— Problem details —
Each line from the one containing "leg, one per instance" through the end of the entries below must be output exactly; no other line belongs.
---- Data under study
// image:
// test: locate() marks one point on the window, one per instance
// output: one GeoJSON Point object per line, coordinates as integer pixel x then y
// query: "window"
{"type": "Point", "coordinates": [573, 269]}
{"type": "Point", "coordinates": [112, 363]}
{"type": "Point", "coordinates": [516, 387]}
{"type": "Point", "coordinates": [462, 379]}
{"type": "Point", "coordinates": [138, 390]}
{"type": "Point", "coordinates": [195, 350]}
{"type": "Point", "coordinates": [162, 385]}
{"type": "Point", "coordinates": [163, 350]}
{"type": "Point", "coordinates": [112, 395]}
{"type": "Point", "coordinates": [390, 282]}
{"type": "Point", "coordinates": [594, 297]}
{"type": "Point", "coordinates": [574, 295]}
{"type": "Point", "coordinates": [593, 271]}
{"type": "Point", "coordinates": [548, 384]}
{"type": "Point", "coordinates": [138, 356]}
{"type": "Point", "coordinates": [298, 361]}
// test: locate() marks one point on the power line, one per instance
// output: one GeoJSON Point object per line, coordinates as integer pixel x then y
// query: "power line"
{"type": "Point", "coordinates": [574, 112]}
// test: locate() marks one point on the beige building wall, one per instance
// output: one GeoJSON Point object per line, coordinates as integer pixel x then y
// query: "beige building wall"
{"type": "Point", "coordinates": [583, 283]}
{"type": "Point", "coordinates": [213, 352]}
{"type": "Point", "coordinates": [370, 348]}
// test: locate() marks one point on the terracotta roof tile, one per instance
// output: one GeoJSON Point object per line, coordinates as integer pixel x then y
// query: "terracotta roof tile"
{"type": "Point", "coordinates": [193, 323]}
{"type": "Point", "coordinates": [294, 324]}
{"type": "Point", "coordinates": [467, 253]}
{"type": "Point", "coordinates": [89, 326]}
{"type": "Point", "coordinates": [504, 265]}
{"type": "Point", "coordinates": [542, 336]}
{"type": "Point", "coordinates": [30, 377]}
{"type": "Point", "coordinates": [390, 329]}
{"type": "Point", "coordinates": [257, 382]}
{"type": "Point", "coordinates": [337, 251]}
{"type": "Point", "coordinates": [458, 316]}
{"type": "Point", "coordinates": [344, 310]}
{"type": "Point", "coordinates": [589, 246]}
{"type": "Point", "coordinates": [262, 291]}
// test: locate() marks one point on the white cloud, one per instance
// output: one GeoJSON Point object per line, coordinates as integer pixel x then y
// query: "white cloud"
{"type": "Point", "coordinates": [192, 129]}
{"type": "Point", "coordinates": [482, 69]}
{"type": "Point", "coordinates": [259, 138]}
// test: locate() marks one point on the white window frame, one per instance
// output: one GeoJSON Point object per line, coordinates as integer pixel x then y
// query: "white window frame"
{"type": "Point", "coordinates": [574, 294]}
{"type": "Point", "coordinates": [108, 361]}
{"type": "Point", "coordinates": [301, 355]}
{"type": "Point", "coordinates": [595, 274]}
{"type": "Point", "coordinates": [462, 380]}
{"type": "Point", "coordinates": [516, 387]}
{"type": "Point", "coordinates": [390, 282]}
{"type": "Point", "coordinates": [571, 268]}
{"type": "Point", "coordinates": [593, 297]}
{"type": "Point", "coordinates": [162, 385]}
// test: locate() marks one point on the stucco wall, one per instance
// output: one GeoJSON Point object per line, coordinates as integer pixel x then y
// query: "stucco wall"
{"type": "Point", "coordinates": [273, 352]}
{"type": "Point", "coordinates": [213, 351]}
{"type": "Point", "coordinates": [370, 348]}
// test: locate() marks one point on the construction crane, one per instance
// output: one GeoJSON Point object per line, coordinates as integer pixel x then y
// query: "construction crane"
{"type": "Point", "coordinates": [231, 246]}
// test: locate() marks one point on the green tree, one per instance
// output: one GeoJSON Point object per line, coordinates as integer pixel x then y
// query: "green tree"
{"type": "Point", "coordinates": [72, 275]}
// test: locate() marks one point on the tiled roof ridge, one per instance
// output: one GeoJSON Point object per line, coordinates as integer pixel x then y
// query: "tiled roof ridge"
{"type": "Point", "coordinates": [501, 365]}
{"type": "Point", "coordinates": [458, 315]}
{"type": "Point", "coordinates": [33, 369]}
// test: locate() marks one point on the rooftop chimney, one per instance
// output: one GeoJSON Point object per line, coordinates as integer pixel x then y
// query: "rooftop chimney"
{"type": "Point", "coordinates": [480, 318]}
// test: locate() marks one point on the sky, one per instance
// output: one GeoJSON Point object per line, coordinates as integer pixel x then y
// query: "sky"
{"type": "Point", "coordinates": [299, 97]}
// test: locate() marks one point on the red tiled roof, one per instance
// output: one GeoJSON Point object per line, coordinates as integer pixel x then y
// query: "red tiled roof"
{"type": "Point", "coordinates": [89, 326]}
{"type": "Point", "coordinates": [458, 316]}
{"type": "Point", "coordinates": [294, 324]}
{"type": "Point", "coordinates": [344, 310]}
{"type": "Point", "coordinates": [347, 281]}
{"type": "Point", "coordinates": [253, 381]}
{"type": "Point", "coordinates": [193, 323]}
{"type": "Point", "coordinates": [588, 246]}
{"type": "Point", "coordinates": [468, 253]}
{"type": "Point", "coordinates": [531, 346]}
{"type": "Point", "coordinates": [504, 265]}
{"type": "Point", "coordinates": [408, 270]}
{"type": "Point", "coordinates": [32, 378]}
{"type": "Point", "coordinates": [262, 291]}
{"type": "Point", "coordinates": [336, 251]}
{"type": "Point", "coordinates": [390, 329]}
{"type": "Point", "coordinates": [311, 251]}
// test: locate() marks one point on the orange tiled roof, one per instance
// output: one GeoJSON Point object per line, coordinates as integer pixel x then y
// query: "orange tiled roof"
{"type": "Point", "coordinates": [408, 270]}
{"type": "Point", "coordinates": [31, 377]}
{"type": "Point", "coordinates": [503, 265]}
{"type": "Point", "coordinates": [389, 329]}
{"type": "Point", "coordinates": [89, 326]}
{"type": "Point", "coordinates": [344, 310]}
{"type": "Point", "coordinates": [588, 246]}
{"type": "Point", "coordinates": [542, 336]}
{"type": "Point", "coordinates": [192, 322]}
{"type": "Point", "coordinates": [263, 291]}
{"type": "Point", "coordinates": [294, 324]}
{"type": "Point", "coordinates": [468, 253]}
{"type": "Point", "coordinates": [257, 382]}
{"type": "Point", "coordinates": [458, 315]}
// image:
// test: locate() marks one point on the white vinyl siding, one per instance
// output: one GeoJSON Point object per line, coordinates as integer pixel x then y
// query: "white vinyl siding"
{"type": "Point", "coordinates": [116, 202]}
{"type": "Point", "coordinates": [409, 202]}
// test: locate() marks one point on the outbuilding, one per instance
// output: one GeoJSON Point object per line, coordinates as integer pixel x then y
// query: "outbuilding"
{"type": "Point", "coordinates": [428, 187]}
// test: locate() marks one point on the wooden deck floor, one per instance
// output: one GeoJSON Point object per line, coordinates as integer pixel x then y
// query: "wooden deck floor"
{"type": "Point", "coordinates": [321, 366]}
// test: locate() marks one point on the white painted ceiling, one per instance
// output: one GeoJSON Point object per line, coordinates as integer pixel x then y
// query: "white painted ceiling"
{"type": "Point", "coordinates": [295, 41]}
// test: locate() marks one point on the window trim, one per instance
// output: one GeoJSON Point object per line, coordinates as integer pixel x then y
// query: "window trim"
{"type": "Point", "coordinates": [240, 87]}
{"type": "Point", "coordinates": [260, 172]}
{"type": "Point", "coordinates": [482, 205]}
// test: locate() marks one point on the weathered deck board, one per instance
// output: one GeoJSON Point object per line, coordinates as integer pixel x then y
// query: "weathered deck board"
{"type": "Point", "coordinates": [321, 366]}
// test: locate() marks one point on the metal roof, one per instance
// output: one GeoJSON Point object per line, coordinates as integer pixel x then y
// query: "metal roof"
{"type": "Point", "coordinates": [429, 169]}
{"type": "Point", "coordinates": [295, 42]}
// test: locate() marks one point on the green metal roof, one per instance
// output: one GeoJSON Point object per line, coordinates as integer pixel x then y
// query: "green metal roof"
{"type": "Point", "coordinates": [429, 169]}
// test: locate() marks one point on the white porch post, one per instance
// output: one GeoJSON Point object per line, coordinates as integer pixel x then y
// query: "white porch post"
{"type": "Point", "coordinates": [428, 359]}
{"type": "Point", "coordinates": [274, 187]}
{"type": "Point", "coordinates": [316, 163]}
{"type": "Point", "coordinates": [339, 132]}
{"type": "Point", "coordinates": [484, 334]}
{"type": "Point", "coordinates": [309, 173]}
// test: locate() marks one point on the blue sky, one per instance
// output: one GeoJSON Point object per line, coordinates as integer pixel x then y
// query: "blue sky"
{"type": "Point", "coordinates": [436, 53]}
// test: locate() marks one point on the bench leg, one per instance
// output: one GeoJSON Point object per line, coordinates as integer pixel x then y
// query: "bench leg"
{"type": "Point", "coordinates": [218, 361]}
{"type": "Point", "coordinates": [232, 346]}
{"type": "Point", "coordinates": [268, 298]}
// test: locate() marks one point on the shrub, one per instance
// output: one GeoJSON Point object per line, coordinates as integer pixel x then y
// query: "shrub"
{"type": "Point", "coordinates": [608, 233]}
--------
— Solution to the problem —
// test: locate() marks one point on the bench leg, one per instance
// output: one GeoJSON Point object per line, coordinates as integer pixel x then y
// query: "bench leg"
{"type": "Point", "coordinates": [218, 361]}
{"type": "Point", "coordinates": [232, 346]}
{"type": "Point", "coordinates": [268, 298]}
// test: locate() marks one point on the shrub, one per instance
// output: one GeoJSON Point object per line, coordinates as integer pixel x then y
// query: "shrub"
{"type": "Point", "coordinates": [608, 233]}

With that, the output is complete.